Instruction 1 - From the records below, gather every line that contains the word "watch" and copy each one out.

This Monday I lectured about St Basil the Great (330-379), and the discussion portion of the evening was reserved for his treatise On the Holy Spirit. One of the facts that I brought up in St Basil’s response to Eunomius of Cyzicus was the fact that, contrary to Eunomius’ thought, Basil teaches that we cannot actually know anyone perfectly according to their essence. Our knowledge of other persons is derived from their activities — what they say, what they do, how they react to what we say, etc., etc. We can learn about the essence of another person from his or her activities, but the activities are what we experience directly.

Eunomius, on the other, was understood by his opponents to say that we can know God according to His essence — and a proper understanding of accurate doctrine, the sound use of words, was part of this. God, according to essence, for the Eunomian, is unoriginated, for example. Knowing this helps bring us closer to the actual essence of God.

The word used by St Basil for “activities” is energeiai. As I drafted my notes, my mind was drawn inevitably to St Gregory Palamas (1296-1357/59), almost a millennium later. I’ve blogged about the essence/energies distinction in Palamite theology before. Twice, in fact. Being a lumper rather than a splitter, I thought it was worth bringing this Byzantine moment into the lecture itself, to show my students the ongoing trajectories of these things, but also bringing up the difference between Palamas and St Thomas Aquinas on this point — and noting that we Protestants have no official position here.

In mentioning Palamas and his use of this distinction, I mentioned the hescyhastic controversy and the encounter monks of Mount Athos had had with what they deemed the uncreated light, the energy of God.

Instruction 2 - In the passage on St Basil, what word does St Basil use for "activities"?

Extracted entries -
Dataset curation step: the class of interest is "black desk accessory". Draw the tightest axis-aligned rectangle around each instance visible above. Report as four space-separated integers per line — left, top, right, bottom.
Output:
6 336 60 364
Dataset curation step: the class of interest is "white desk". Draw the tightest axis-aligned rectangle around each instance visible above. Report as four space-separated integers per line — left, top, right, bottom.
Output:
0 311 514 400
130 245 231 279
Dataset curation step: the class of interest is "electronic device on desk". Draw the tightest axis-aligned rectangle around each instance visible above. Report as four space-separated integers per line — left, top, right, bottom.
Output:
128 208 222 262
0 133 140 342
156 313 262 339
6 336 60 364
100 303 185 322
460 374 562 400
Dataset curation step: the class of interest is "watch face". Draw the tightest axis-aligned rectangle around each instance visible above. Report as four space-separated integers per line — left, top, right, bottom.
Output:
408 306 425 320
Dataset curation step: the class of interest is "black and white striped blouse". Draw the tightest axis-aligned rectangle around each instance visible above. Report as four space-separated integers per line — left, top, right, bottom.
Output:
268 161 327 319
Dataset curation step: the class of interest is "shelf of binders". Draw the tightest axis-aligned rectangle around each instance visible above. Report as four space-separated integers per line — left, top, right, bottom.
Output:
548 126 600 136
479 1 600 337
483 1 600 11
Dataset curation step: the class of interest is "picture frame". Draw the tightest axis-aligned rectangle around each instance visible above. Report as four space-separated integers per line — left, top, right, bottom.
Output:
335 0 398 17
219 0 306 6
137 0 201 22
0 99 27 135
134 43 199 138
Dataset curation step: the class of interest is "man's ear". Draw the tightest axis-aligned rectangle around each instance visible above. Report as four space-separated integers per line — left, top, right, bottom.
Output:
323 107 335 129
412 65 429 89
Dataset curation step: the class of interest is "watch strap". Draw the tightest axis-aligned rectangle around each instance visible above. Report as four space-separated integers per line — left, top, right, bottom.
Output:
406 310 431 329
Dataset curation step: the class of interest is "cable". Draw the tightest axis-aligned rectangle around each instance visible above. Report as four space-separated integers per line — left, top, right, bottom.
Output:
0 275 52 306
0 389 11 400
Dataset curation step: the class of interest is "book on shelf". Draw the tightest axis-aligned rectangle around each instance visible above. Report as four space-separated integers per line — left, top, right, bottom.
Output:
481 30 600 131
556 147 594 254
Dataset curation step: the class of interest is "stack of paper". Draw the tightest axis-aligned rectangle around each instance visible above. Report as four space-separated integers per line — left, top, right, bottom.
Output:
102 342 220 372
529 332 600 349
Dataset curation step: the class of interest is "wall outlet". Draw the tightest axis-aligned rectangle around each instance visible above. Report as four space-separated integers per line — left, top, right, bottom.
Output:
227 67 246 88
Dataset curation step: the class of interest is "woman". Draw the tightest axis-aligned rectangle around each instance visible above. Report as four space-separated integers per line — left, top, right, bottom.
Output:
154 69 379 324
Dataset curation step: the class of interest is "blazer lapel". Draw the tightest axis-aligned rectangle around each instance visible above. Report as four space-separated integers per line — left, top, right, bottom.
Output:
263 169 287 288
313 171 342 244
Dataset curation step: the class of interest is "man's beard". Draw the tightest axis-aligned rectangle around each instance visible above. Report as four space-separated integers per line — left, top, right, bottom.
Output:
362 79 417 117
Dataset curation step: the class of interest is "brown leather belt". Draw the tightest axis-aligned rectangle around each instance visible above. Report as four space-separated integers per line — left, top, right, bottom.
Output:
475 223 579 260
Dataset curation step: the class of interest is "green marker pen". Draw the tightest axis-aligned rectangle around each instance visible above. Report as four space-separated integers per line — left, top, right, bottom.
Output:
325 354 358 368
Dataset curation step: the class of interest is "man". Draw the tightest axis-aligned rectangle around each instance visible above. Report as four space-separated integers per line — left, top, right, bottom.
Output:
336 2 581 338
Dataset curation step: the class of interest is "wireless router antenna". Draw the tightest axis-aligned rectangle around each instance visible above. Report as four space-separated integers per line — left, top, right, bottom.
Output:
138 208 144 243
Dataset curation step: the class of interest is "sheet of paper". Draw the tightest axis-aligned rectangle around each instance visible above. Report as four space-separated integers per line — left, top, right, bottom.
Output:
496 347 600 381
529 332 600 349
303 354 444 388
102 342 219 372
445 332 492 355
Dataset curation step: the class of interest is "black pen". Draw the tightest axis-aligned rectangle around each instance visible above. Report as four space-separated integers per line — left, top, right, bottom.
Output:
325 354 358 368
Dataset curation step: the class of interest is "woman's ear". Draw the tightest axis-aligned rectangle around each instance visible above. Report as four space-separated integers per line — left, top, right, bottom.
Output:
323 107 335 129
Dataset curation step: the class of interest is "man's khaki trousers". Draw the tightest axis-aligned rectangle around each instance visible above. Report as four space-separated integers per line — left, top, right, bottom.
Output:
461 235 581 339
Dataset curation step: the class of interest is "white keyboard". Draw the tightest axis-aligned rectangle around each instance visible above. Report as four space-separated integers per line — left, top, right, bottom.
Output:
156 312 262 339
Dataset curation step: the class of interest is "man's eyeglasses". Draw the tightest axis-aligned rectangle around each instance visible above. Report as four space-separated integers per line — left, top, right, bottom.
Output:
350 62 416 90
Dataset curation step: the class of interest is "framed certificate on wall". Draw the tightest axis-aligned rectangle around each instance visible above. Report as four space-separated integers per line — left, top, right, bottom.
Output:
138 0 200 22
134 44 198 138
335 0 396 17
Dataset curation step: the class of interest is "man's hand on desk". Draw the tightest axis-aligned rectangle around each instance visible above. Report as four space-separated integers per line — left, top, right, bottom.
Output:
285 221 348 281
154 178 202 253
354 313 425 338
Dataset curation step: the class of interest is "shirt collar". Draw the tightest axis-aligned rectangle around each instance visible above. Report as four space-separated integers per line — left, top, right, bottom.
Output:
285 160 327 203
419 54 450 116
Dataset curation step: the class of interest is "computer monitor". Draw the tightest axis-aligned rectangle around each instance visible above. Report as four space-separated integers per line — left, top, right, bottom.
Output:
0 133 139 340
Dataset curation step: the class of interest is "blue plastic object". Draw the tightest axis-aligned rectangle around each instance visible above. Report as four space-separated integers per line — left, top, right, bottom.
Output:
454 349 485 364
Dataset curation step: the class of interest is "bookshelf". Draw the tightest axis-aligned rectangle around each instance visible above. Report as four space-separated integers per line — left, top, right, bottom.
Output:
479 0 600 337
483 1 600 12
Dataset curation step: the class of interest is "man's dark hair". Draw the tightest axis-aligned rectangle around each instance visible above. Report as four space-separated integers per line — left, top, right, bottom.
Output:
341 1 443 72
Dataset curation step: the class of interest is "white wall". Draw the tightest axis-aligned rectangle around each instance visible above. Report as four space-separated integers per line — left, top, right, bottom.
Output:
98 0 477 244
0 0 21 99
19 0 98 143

==

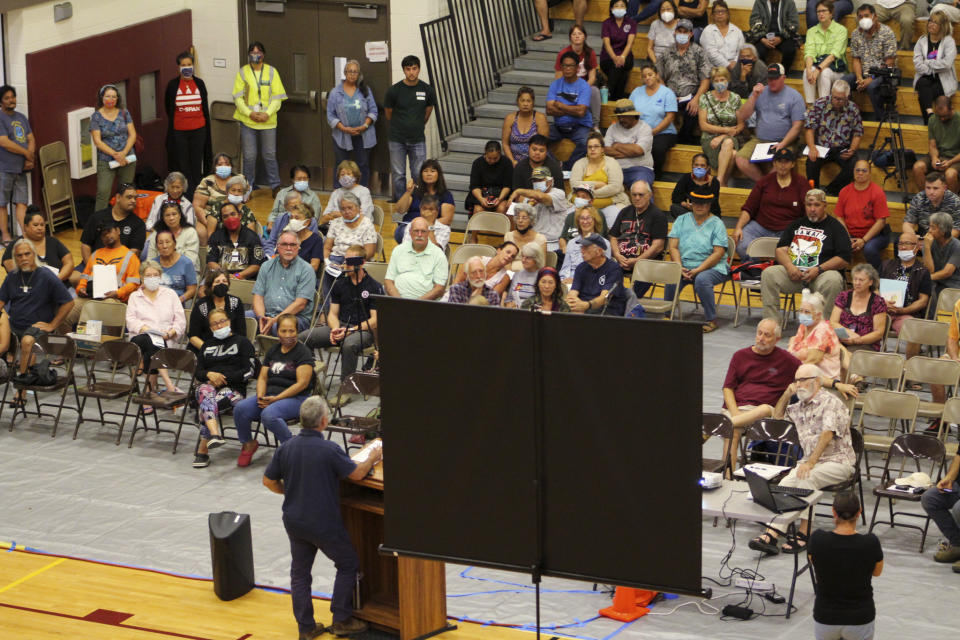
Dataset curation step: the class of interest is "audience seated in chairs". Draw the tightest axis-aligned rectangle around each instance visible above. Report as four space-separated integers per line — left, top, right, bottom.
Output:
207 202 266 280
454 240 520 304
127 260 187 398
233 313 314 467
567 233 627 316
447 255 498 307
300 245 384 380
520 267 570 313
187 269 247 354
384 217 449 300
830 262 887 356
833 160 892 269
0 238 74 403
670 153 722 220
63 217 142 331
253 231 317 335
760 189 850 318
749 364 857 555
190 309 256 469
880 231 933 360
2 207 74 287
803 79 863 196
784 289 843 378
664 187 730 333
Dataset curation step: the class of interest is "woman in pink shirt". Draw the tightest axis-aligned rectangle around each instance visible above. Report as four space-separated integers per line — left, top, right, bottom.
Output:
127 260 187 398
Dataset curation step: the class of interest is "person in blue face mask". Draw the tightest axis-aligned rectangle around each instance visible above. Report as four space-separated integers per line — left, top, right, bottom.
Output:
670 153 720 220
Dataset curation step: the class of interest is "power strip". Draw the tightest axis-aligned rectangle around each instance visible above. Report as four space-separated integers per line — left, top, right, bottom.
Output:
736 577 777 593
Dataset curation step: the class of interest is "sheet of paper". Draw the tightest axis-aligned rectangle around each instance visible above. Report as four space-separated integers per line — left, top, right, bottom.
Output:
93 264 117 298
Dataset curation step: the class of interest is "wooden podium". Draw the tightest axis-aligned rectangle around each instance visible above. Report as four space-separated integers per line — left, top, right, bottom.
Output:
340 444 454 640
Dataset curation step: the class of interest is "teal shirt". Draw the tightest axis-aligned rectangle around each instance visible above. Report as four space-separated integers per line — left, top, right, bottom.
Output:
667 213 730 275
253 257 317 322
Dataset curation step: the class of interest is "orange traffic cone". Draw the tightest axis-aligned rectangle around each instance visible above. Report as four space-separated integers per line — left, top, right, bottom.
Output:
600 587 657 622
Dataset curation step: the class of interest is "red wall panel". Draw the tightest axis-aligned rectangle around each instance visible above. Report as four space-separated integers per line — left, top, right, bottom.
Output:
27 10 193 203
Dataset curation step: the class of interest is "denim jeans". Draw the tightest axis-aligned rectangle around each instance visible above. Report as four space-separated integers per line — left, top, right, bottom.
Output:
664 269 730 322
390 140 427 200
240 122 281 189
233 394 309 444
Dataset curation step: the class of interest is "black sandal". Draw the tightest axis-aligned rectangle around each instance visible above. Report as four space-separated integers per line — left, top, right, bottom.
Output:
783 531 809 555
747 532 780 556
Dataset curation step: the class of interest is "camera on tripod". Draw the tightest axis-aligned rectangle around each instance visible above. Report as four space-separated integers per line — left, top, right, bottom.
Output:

Right answer 1 -
Dataset curation step: the class of interest is "watch face". Draw the tightest axis-aligned rectangle around each instance visible above. Report as four space-separated integers per line — left, top, right, bottom.
Dataset curation step: the class of interest is "watch strap". Draw the tightest axis-aligned rectangle around each instance visible above. Report as four space-separated integers per line — left, top, right, bottom.

Right answer 2 - Energeiai.